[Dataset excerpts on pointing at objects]
>> start

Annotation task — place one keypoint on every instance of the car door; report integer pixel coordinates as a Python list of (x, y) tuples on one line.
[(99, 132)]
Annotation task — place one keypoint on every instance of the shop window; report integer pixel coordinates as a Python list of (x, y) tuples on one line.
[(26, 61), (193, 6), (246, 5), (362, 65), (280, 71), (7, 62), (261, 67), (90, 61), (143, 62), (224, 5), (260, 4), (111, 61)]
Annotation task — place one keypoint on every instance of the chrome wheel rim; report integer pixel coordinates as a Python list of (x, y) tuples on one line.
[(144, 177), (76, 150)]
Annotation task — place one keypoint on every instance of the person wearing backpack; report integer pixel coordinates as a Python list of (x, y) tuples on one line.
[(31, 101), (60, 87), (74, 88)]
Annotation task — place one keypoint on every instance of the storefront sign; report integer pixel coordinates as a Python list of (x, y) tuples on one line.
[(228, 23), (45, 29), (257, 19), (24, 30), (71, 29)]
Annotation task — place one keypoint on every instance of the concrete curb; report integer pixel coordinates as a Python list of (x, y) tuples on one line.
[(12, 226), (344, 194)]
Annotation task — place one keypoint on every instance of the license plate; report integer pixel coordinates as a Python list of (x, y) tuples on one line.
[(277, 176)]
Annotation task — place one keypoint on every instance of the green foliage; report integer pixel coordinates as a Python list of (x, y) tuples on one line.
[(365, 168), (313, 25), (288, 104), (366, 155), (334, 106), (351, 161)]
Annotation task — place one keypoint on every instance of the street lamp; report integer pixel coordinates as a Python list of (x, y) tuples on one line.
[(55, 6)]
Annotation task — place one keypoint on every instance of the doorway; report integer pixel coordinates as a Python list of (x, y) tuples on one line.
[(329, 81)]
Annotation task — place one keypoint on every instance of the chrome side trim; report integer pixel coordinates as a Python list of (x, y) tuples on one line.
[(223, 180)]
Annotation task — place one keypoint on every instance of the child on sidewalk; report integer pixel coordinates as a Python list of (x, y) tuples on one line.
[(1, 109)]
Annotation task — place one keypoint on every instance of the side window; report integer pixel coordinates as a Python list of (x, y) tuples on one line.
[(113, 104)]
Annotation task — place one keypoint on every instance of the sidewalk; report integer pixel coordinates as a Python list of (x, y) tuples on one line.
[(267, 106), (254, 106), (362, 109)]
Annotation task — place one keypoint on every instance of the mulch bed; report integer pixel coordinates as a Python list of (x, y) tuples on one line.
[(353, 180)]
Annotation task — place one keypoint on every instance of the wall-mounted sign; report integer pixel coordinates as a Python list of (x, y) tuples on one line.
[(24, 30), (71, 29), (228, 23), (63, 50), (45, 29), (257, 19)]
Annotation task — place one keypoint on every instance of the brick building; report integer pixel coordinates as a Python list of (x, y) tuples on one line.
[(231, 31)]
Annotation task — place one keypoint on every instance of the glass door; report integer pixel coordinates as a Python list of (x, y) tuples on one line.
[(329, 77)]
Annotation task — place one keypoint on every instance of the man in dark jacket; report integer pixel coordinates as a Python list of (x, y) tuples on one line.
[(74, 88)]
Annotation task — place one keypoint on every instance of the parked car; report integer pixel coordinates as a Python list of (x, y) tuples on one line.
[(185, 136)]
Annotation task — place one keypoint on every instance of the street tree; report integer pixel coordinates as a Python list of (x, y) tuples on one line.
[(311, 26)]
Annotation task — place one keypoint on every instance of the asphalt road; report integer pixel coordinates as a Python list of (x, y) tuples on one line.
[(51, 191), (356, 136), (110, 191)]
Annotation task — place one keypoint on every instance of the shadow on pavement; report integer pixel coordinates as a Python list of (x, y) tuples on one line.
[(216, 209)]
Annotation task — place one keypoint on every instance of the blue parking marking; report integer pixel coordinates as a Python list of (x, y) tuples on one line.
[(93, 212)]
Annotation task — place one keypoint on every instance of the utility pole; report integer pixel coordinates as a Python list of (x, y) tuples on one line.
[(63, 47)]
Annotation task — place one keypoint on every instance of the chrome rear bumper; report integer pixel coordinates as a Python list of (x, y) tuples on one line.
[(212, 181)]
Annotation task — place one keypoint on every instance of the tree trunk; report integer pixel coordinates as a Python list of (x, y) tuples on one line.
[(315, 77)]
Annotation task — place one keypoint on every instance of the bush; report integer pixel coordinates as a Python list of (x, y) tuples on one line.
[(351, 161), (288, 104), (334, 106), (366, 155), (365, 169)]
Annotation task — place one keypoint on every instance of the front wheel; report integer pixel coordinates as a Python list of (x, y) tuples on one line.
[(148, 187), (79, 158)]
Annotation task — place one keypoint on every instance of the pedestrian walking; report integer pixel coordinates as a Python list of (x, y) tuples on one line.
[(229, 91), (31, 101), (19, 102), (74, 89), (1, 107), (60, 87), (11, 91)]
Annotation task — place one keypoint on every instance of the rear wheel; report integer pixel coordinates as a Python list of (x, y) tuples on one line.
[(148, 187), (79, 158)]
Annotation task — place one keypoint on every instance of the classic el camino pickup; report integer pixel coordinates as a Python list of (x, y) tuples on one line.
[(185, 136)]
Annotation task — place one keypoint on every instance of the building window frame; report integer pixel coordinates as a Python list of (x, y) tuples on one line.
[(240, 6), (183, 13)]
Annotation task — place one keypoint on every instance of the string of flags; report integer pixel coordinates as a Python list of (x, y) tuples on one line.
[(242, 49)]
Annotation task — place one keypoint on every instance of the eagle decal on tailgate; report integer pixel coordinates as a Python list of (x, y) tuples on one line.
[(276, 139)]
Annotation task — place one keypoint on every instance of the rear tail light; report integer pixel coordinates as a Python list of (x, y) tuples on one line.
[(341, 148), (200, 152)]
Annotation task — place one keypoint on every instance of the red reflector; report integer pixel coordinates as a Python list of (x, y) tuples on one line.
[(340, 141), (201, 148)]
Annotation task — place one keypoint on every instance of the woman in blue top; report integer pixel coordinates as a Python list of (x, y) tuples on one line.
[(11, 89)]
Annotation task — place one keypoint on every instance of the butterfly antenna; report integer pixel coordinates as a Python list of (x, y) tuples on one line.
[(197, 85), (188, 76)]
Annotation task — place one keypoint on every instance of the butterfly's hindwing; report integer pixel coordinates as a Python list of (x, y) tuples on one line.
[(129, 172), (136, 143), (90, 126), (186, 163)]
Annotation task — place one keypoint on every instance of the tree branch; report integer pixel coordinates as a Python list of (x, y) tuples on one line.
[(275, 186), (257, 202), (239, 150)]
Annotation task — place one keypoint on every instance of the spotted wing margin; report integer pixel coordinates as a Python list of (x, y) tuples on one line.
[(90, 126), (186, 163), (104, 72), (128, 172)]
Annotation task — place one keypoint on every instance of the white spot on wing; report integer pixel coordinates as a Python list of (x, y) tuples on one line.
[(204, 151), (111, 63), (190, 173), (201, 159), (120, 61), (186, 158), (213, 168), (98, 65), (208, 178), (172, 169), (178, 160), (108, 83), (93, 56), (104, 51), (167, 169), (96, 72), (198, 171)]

>> end

Short exercise — Turn the lines into a numbered list, starting with the line that contains "of the person" and going on through the line that contains "[(277, 176)]", both included. Skip any blank lines.

Completed task —
1. Annotation task — place one keypoint on every instance of the person wearing backpack; report integer pixel coordinates as a Python list of (x, y) tuples on one line.
2. [(31, 101), (60, 87), (74, 88)]
3. Annotation task — place one keypoint on every instance of the storefront sign; report integer pixel coordinates as a Python list of (x, y) tuples on one line.
4. [(228, 23), (45, 29), (257, 19), (24, 30), (71, 29)]
5. Annotation task — place one keypoint on every instance of the concrete curb; report integer pixel coordinates as a Python list of (x, y) tuples on one line.
6. [(12, 226), (344, 194)]
7. Annotation task — place one keypoint on every instance of the license plate; report integer pixel coordinates as a Python list of (x, y) tuples on one line.
8. [(277, 176)]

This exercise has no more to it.